(Point-per-instance localization data)
******************************

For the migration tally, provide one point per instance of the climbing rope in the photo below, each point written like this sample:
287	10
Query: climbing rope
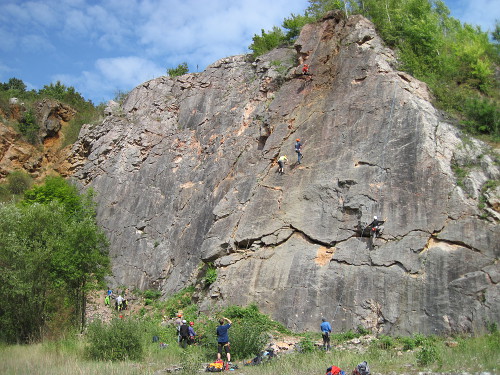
379	190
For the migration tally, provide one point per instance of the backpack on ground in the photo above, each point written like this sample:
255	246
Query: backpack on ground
216	366
184	330
362	369
334	370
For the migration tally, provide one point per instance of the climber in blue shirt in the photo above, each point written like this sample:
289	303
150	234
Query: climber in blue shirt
326	329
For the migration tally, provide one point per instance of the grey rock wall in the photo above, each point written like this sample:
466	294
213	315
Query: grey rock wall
185	171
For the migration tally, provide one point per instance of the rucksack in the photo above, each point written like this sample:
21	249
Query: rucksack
216	366
184	330
362	369
334	370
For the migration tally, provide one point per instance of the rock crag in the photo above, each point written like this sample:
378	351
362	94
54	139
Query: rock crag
185	175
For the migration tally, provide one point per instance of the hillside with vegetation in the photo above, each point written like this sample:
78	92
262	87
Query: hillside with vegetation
175	202
458	61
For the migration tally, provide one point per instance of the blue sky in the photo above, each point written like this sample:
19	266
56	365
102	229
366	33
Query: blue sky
103	47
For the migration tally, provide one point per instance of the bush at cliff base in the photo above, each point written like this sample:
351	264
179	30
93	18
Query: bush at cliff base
117	341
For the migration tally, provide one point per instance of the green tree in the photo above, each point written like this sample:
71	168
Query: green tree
14	84
267	41
179	70
51	255
294	25
56	188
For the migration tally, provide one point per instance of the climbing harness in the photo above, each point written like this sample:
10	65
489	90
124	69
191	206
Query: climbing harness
389	131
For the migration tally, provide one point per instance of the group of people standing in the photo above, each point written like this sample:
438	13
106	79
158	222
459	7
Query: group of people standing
121	303
187	335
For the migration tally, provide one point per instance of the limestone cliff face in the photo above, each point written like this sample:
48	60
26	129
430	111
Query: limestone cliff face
185	172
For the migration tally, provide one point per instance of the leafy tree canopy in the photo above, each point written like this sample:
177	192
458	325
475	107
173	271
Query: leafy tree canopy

******************************

Write out, exactly as given, the line containing "of the rock" and every line after it to the end of the records. Include nothing else.

Exercise output:
For the migration tally, provide one point per instance of the rock crag in the photo above, each point written like this sample:
378	351
362	94
54	139
Query: rock crag
185	175
For the migration tally, provide one point per instance of the hillside with vegetation in the photo above, each point written like this sample:
78	92
262	87
Query: hillside with vegetation
175	202
458	61
For the migration tally, provide one point per instance of the blue sky in the photo above, each point written like this sample:
19	266
56	365
102	229
366	33
Query: blue sky
103	47
For the migration tally, provide one point per instance of the bush at cliff base in the photo above, each point written like this sample:
351	264
179	30
93	18
Query: bush at cliff base
117	341
For the migration tally, provide one point per instance of the green tree in the photo above, each point written like this sample:
71	168
Query: green tree
14	84
267	41
179	70
51	255
294	25
56	188
For the migration tally, provide one point per instance of the climbing harness in the photo above, each point written like this sample:
10	65
489	90
124	69
191	206
Query: climbing harness
389	131
For the migration tally, provide one point per instance of the group of people standing in the photo above, each point written like this sample:
438	13
106	79
158	222
459	7
Query: group of people standing
121	303
187	335
For the migration tally, provide one point per instance of the limestone cliff face in the photo above, each point written like this sample:
48	60
26	129
430	111
Query: limestone cliff face
185	172
For the migration tally, provide one point per instance of the leafy tree canopy in the photo above, each point written like this sample:
177	192
458	325
475	107
173	271
Query: leafy tree canopy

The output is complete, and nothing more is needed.